_DOCUMENT EXCERPT_
○ ○ ○
Eaton picked up rank quickly and eventually became corporal of the guard, responsible for ensuring that the changing of the guard and other activities went smoothly.
World War II veteran Jack Eaton, left, and Army Capt. Harold Earls, commander of the Tomb Guard, speak to new recruits in the Tomb Quarters at Arlington National Cemetery, Va., Oct. 23, 2019.
(Army photo by Elizabeth Fraser)
Eaton’s enlistment expired in 1940, and he went to work for Hudson Motor Car Company. His work there was short-lived, however, because the United States entered World War II after the Dec. 7, 1941, attack on Pearl Harbor, Hawaii.
Eager to get into the war, Eaton returned to Fort Belvoir. His old unit had disbanded, but his old company commander was still there and remembered him. He got Eaton into welding school in Washington, where he trained daily on the use of oxy acetylene and various forms of electric welding. The training soon paid off, he said.
World War II veteran Jack Eaton, 100, points to his name on a plaque at the Arlington National Cemetery in Arlington, Va., Oct 23, 2019.
(Photo by Army Staff Sgt. Vanessa N. Atchley)
Eaton was assigned a truck full of welding gear and mechanical tools and parts, as well as a full-time mechanic. In 1942, just months after the war started, Eaton, his mechanic and the truck were shipped off to England, where they went from airfield to airfield repairing heavy equipment such as bulldozers, graders and cranes used to build runways.
It was a lot of work, he said, because many new runways were being built. This required a lot of heavy equipment, which frequently broke down.
World War II veteran Jack Eaton, 100, is greeted by Soldiers at Arlington National Cemetery, Va., Oct. 23, 2019.
(Photo by Elizabeth Fraser)
As the war progressed, Eaton, his truck and his partner were transferred to France, and eventually to Germany. By the end of the war, he had attained the rank of technician fourth grade.
After the war ended in 1945, Eaton said, he went back to Hudson to work, but only for a short time, because he found a better job in the window replacement industry.
After a while, he said, he decided he could make a lot more money starting up his own window business, and he did so after purchasing a 2,100-square-foot factory and showroom. His business was such a success that he was able to retire at the ripe young age of 55.
○ ○ ○
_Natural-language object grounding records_

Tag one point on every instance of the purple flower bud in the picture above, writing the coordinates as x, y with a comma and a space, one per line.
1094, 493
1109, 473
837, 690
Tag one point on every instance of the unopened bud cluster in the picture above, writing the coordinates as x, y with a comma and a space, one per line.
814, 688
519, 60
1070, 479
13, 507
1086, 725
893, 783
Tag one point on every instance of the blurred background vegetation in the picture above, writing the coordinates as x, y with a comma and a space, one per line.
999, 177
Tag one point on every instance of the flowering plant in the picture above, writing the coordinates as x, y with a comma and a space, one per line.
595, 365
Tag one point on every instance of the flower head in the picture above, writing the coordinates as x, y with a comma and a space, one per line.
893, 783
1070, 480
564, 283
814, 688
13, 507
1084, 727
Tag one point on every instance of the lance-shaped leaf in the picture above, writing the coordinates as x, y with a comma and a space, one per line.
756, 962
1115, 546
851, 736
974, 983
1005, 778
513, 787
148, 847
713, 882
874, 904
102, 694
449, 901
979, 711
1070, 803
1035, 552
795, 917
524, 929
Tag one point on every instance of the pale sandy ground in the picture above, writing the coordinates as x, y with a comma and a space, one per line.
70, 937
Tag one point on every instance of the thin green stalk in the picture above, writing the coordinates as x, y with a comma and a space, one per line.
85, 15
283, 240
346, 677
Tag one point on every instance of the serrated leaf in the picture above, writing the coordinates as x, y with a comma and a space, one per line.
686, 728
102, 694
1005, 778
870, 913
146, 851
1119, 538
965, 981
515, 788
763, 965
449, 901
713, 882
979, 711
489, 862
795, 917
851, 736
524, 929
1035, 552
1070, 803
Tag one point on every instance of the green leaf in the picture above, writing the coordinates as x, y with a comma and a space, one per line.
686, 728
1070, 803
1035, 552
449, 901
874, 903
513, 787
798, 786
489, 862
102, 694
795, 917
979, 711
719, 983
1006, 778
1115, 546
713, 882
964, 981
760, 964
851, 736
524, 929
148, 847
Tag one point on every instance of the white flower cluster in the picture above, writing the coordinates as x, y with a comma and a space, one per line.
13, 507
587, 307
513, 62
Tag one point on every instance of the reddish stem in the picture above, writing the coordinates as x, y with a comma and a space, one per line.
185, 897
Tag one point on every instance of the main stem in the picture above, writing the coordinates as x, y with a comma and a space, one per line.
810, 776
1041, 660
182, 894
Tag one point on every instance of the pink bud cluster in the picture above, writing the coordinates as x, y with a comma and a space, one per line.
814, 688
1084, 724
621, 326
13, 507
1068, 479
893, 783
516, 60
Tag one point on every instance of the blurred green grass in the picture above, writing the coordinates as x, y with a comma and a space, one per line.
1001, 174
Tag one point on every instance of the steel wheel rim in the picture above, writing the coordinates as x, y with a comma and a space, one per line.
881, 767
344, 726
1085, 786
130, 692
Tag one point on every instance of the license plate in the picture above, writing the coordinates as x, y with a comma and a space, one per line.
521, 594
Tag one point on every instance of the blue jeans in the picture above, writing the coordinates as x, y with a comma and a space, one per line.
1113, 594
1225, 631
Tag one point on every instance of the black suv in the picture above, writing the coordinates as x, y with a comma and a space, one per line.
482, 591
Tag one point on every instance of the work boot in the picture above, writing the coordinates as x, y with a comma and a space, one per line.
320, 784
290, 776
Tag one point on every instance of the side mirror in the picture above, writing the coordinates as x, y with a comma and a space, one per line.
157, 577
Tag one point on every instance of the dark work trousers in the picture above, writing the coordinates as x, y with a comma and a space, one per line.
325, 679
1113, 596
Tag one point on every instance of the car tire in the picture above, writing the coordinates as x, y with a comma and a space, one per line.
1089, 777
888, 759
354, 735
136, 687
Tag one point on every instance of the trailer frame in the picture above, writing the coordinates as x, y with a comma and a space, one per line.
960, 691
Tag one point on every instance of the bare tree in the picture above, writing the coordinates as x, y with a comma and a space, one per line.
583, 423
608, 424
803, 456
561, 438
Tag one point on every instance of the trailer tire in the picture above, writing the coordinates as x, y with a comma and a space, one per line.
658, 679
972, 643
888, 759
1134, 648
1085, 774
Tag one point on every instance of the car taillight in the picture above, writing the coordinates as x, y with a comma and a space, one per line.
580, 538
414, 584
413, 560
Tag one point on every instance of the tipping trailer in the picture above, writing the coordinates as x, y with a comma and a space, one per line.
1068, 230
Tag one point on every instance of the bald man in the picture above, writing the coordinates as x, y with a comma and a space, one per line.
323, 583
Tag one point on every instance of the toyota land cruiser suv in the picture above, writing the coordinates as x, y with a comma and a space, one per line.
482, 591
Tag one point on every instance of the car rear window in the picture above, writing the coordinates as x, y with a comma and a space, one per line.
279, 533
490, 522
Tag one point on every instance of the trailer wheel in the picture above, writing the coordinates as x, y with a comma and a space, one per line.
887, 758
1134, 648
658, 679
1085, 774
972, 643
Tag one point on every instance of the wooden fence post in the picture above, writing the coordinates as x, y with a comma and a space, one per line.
○ ○ ○
_PROBLEM DETAILS_
Can you copy the stretch of the Jack Eaton article from "(Photo by Elizabeth" through "technician fourth grade."?

_ANSWER TO THE PROBLEM_
(Photo by Elizabeth Fraser)
As the war progressed, Eaton, his truck and his partner were transferred to France, and eventually to Germany. By the end of the war, he had attained the rank of technician fourth grade.